§ WHAT IS ASKED
Copy each line below that contains the string "orange". Matching is case-sensitive.

Pointing entries for labeled objects
►

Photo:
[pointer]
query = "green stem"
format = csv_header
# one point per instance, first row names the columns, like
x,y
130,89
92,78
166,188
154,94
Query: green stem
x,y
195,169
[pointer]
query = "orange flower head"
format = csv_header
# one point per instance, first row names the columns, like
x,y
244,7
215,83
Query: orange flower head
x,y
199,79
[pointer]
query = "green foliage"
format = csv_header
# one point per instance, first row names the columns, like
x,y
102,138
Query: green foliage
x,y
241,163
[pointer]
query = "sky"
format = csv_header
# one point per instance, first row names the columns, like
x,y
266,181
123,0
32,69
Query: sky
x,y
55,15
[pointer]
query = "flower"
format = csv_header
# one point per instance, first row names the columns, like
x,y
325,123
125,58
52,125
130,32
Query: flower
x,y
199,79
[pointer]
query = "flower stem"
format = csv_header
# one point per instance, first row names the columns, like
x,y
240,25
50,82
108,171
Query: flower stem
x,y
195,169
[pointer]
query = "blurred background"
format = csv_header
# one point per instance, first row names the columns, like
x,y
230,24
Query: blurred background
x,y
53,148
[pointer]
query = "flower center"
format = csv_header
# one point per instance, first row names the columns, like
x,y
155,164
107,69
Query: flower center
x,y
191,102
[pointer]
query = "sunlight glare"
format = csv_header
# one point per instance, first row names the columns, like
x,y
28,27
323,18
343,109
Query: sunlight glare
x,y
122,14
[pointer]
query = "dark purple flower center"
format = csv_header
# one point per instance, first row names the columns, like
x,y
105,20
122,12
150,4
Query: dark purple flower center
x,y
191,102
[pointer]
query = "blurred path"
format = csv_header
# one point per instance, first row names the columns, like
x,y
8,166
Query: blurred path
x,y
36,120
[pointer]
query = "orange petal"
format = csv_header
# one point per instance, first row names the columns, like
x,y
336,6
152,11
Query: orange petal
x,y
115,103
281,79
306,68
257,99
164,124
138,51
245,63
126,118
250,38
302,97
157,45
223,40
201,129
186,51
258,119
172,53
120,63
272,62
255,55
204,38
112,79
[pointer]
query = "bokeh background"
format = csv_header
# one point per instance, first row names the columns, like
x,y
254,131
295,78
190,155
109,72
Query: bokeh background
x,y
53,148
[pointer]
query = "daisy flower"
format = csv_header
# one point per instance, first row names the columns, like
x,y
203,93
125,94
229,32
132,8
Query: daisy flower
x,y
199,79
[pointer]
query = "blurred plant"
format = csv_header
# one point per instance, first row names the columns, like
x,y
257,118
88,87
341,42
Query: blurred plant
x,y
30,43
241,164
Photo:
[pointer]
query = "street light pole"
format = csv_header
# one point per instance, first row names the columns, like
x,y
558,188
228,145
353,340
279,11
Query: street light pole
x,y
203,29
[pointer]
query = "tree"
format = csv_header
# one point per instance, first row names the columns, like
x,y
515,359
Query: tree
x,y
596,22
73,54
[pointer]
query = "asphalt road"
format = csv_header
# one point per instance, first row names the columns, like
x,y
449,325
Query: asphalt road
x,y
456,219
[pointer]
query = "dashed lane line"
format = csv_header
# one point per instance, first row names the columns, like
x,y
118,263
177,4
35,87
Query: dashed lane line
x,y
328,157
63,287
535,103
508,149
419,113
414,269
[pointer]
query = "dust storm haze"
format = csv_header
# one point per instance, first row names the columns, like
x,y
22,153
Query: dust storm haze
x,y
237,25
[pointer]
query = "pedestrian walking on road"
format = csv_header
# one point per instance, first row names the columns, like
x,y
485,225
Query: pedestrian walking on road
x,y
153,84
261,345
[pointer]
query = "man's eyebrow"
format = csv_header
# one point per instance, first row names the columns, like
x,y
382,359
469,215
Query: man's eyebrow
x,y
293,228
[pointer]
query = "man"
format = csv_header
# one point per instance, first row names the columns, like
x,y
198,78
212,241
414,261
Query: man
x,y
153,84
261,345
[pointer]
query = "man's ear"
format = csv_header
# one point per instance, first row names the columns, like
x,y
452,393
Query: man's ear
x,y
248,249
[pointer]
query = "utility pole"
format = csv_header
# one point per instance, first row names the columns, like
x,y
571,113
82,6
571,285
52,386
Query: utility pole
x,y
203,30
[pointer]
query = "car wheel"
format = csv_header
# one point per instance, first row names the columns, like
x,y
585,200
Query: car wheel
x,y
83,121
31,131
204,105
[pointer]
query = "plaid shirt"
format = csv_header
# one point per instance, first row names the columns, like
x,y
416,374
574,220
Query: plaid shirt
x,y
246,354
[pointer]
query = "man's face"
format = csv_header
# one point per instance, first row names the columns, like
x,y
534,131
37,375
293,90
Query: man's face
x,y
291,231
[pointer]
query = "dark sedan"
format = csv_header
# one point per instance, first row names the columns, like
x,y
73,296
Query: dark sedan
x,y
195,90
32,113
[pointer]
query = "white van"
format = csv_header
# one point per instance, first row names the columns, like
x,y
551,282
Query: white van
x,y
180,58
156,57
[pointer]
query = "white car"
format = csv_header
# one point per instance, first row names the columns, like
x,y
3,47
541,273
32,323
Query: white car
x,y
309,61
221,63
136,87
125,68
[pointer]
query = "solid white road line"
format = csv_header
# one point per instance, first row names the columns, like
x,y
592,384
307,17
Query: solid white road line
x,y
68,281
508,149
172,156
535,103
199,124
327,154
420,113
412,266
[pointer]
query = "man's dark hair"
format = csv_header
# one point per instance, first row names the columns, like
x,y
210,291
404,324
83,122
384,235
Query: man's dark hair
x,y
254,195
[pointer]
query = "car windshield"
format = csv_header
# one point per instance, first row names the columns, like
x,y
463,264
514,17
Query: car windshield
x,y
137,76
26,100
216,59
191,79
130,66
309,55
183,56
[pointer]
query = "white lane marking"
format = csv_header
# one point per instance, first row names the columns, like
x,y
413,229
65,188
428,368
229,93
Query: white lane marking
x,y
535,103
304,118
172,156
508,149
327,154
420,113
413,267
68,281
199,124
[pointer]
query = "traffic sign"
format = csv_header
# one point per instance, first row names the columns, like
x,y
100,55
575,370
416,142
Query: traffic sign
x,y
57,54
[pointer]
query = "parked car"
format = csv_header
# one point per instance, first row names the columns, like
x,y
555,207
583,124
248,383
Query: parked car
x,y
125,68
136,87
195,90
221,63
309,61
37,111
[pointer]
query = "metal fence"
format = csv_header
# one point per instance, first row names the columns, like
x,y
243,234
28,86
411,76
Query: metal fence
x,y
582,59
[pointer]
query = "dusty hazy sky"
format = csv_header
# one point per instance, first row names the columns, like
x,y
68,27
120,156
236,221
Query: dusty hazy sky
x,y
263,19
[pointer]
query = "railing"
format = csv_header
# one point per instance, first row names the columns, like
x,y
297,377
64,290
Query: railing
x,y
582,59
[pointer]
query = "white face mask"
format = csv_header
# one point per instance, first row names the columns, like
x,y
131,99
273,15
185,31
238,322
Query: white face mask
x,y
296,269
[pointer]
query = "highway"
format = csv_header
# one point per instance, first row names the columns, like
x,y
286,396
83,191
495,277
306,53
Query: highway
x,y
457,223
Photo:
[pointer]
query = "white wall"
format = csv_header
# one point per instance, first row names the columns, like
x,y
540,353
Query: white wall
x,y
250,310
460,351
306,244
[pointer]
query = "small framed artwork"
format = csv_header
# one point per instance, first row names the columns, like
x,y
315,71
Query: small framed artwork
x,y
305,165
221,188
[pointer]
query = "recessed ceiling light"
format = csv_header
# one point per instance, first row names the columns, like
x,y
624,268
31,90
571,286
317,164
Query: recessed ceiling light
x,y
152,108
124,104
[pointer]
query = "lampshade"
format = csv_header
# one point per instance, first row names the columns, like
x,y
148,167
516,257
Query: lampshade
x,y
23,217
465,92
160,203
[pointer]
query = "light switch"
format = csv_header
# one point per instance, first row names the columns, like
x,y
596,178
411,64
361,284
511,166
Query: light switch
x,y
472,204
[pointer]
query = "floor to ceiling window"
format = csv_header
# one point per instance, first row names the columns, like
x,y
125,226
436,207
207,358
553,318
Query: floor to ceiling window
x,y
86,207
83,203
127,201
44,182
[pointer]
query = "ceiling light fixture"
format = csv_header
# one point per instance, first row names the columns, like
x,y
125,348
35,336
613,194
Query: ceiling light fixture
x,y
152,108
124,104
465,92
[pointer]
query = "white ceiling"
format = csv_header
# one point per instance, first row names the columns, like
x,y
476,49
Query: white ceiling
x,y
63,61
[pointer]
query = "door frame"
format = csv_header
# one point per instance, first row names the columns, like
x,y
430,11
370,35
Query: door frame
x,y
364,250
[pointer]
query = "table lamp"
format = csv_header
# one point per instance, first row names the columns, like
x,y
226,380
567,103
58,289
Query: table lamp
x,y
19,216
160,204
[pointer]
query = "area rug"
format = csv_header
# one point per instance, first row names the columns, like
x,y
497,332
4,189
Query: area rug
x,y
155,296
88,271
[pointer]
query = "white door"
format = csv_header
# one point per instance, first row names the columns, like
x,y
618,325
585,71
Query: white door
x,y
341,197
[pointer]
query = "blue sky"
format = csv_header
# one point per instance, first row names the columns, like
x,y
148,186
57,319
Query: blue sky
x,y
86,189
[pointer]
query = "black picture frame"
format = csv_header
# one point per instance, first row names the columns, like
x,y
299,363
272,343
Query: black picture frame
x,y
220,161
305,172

◄

§ TASK OUTPUT
query = "orange flower head"
Query: orange flower head
query = "orange petal"
Query: orange petal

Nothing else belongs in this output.